ARTICLE:
● ● ●

Fameuse basse colorature, Filippo s'impose comme un grand nom du premier tiers du siècle, marqué par la révolution rossinienne puis l'avènement du premier romantisme encore largement teinté de belcantisme.
Il débute pourtant comme ténor, et s'impose comme tel pendant une dizaine d'années. C'est à Venise qu'on le repère en 1804, au San Moisè spécialisé dans le répertoire comique, notamment dans La Burla fortunata de Pucitta avec d'autres jeunes artistes appelés à de grands succès durant la même période : les basses Nicola Bassi et Andrea Verni, et la soprano Francesca Festa. Dès 1804-05, à Parme, il ajoute l'opera seria à son arc, avec La Morte di Semiramide de Nasolini – il y chante Arsace, rôle créé par le castrat Crescentini. À Naples de 1805 à 1808, il partage ses talents entre le San Carlo, pour le genre sérieux signé Zingarelli entre autres, et le Teatro dei Fiorentini, consacré à l'opéra bouffe.

● ● ●

VOTRE OBJECTIF: Restitue mot pour mot le passage de la notice sur Filippo, depuis « Fameuse basse colorature, Filippo » jusqu'à « teinté de belcantisme. ».

EXTRAIT DES DONNÉES:
● ● ●

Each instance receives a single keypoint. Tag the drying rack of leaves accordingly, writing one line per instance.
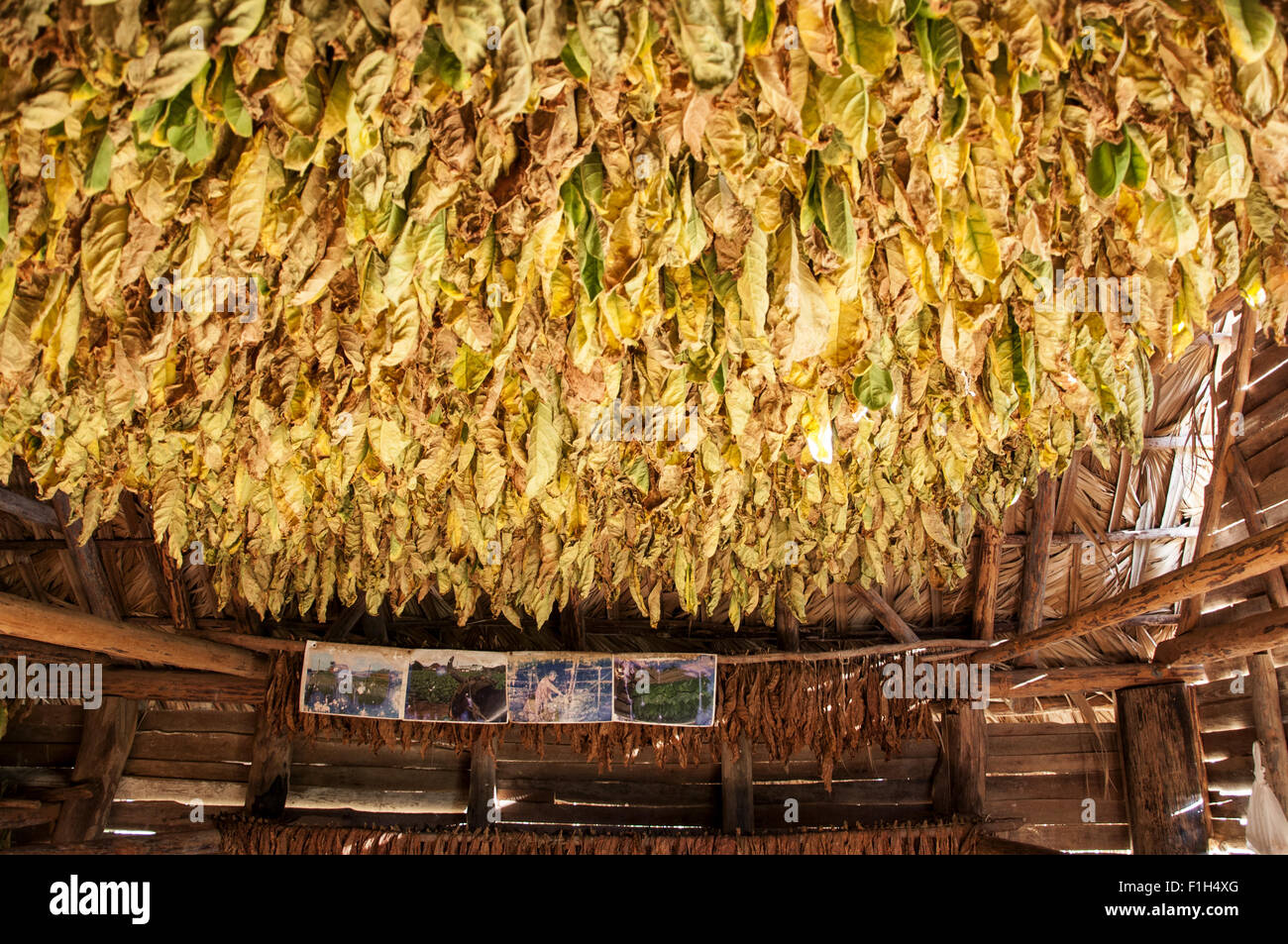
(243, 836)
(825, 706)
(469, 226)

● ● ●

RÉSULTAT DE L'EXERCICE:
Fameuse basse colorature, Filippo s'impose comme un grand nom du premier tiers du siècle, marqué par la révolution rossinienne puis l'avènement du premier romantisme encore largement teinté de belcantisme.